Passage to read –
+ + + + +
= Eva Lundsager =

Abstract landscape painter

Eva Lundsager (born 1960) is an abstract landscape painter. She received her BA from the University of Maryland and MFA from Hunter College. A 2001 recipient of the Guggenheim Fellowship in the field of Fine Arts, Lundsager has been exhibited in the Jack Tilton, New York at the Greenberg Van Doren, and other galleries. She has also published Ascendosphere, a book of her watercolors.

== Biography ==

Eva Lundsager was born in 1960 in Buffalo, New York. She grew up in rural Maryland and later earned her BA from the University of Maryland in 1984. After moving to New York in 1985, she earned her MFA from Hunter College in 1988:. She relocated again in 2000 to St. Louis, Missouri with her family. She lived here until moving to Boston, Massachusetts in 2012.
+ + + + +
Supplied data –

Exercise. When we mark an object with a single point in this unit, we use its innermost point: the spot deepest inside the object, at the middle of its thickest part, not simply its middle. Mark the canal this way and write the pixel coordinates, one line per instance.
+ + + + +
Tasks to complete –
(1) Answer these questions using the Eva Lundsager article:
(a) In what year did Lundsager receive the Guggenheim Fellowship?
(b) In what city was she born?
(c) To which city did she move in 2012?
(2) Extract the passage of the Eva Lundsager article from "Eva Lundsager (born" to "Massachusetts in 2012.", copying it word for word.

Solutions to the problems –
(1)
(a) 2001
(b) Buffalo, New York
(c) Boston, Massachusetts

(2)
Eva Lundsager (born 1960) is an abstract landscape painter. She received her BA from the University of Maryland and MFA from Hunter College. A 2001 recipient of the Guggenheim Fellowship in the field of Fine Arts, Lundsager has been exhibited in the Jack Tilton, New York at the Greenberg Van Doren, and other galleries. She has also published Ascendosphere, a book of her watercolors.

== Biography ==

Eva Lundsager was born in 1960 in Buffalo, New York. She grew up in rural Maryland and later earned her BA from the University of Maryland in 1984. After moving to New York in 1985, she earned her MFA from Hunter College in 1988:. She relocated again in 2000 to St. Louis, Missouri with her family. She lived here until moving to Boston, Massachusetts in 2012.